>>>>
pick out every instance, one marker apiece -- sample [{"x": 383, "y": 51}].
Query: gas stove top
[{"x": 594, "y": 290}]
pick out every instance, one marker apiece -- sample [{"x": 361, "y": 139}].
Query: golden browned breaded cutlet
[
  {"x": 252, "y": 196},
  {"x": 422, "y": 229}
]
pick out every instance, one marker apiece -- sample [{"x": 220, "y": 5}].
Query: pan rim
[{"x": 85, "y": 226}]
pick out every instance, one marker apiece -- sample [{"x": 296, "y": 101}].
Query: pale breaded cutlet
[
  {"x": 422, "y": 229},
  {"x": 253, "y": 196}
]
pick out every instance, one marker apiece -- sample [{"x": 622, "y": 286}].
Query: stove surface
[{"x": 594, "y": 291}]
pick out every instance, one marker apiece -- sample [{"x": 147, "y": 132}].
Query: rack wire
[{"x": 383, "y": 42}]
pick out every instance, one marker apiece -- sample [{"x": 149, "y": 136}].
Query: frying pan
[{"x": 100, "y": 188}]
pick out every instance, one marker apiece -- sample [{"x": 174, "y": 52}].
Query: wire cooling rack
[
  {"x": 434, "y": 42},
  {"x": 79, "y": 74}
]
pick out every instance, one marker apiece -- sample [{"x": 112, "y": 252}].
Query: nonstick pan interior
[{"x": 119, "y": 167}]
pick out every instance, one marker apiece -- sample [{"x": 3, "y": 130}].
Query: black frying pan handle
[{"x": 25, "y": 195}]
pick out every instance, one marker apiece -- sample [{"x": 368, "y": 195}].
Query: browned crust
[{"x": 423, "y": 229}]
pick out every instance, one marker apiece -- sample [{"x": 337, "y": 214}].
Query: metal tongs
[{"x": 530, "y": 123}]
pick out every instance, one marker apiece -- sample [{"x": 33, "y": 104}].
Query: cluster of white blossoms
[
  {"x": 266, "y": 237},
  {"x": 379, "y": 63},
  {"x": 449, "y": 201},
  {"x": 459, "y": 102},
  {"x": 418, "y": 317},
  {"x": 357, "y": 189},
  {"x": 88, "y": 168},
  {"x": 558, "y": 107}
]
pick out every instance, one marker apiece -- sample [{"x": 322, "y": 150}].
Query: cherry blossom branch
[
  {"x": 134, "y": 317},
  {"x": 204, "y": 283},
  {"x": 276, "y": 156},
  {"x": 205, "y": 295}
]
<<<<
*Task to carry out*
Repeat what the records above say. Use their exact words.

*Answer to this exercise*
pick out every instance, one marker apiece -- sample [{"x": 383, "y": 51}].
Query: gas stove top
[{"x": 594, "y": 290}]
pick out every instance, one marker apiece -- sample [{"x": 361, "y": 139}].
Query: golden browned breaded cutlet
[
  {"x": 252, "y": 196},
  {"x": 422, "y": 229}
]
pick out every instance, one marker apiece -- sample [{"x": 220, "y": 5}].
Query: pan rim
[{"x": 85, "y": 226}]
pick out every instance, one marker apiece -- sample [{"x": 296, "y": 101}].
Query: pale breaded cutlet
[
  {"x": 422, "y": 229},
  {"x": 253, "y": 196}
]
pick out every instance, one marker apiece -- sample [{"x": 622, "y": 286}].
Query: stove surface
[{"x": 594, "y": 291}]
pick out every instance, one marker apiece -- sample [{"x": 147, "y": 132}].
Query: rack wire
[{"x": 383, "y": 42}]
pick out every instance, one marker apiece -- sample [{"x": 149, "y": 136}].
Query: frying pan
[{"x": 100, "y": 188}]
pick out every instance, one marker apiece -- sample [{"x": 174, "y": 52}].
Query: wire cooling rack
[
  {"x": 434, "y": 42},
  {"x": 79, "y": 74}
]
pick out every instance, one marker apiece -- sample [{"x": 112, "y": 252}].
Query: nonstick pan interior
[{"x": 119, "y": 167}]
pick out every instance, one marker apiece -- sample [{"x": 3, "y": 130}].
Query: black frying pan handle
[{"x": 25, "y": 195}]
pick out every instance, one marker apiece -- sample [{"x": 368, "y": 195}].
Query: browned crust
[{"x": 423, "y": 229}]
pick out every instance, one marker apiece -- sample [{"x": 337, "y": 214}].
Query: metal tongs
[{"x": 530, "y": 123}]
pick out every instance, one marker apiece -- sample [{"x": 33, "y": 104}].
Query: cluster of white blossoms
[
  {"x": 266, "y": 237},
  {"x": 379, "y": 63},
  {"x": 449, "y": 201},
  {"x": 459, "y": 102},
  {"x": 418, "y": 317},
  {"x": 357, "y": 189},
  {"x": 88, "y": 168},
  {"x": 558, "y": 107}
]
pick out every instance, one marker apiece -- sample [{"x": 322, "y": 150}].
Query: cherry blossom branch
[
  {"x": 134, "y": 317},
  {"x": 204, "y": 283},
  {"x": 276, "y": 156},
  {"x": 205, "y": 295}
]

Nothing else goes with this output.